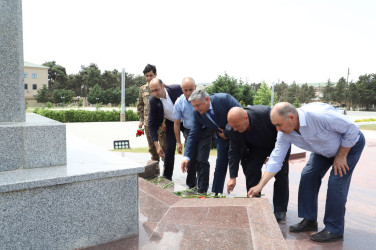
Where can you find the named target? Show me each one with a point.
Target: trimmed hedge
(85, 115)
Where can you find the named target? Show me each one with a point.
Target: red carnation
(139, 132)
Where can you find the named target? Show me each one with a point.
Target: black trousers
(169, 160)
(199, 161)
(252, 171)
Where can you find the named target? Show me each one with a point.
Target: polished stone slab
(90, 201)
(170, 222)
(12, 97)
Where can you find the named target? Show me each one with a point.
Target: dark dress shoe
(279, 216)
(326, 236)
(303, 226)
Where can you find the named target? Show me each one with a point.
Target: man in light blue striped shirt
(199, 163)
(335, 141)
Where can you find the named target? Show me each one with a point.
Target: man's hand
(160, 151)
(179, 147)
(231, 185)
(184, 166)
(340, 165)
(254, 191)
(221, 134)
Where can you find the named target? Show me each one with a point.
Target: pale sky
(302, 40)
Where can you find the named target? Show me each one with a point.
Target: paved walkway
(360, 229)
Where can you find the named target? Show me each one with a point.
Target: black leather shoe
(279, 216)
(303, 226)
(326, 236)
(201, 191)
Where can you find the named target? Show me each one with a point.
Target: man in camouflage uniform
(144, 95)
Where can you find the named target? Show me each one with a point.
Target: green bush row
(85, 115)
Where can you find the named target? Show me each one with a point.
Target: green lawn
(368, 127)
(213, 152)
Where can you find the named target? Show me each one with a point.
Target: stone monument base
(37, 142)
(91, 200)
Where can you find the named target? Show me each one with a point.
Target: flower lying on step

WHAT IS REQUIRED> Write the material out again exactly. Skip each picture.

EXERCISE OUTPUT>
Where can you find the named target? Show me each one with a point.
Target: trimmed hedge
(85, 115)
Where can you find the named target? Show me each one with a point.
Target: red carnation
(139, 132)
Where can you find the named target? Show me each one with a point.
Target: black trousers
(169, 160)
(199, 161)
(252, 171)
Where can you find the named target? Show me each one with a point.
Target: polished stone slab
(90, 201)
(170, 222)
(12, 97)
Where can you find the named target? Show me each one with a point.
Target: dark dress shoe
(279, 216)
(326, 236)
(303, 226)
Where can you find the named target? Show me each one with a point.
Target: man in light blue striped shirt
(199, 163)
(335, 141)
Where can you find the named target? Show me each one with a point.
Target: man's hand
(160, 151)
(179, 147)
(231, 185)
(184, 166)
(340, 165)
(254, 191)
(221, 134)
Where can you find the named target? Show me each one with a point.
Target: pale sky
(302, 40)
Where can you find the named target? Show me each one with a point.
Target: paved walkway
(360, 229)
Where can you find the named target? Show me each one with a point.
Target: black leather shoe
(279, 216)
(303, 226)
(326, 236)
(201, 191)
Where can you find the named target? Show me each one with a point.
Target: man in camouflage uniform
(144, 95)
Where can you find the named target? Show me each one with a point.
Target: green bush row
(85, 115)
Where can you find the named target? Show me each one with a point.
Target: green lawn
(368, 127)
(213, 152)
Where can you find the named target? Show me each one with a point.
Target: stone monument base
(37, 142)
(91, 200)
Where can you find the named target? Show me each one with a point.
Target: flower lying on step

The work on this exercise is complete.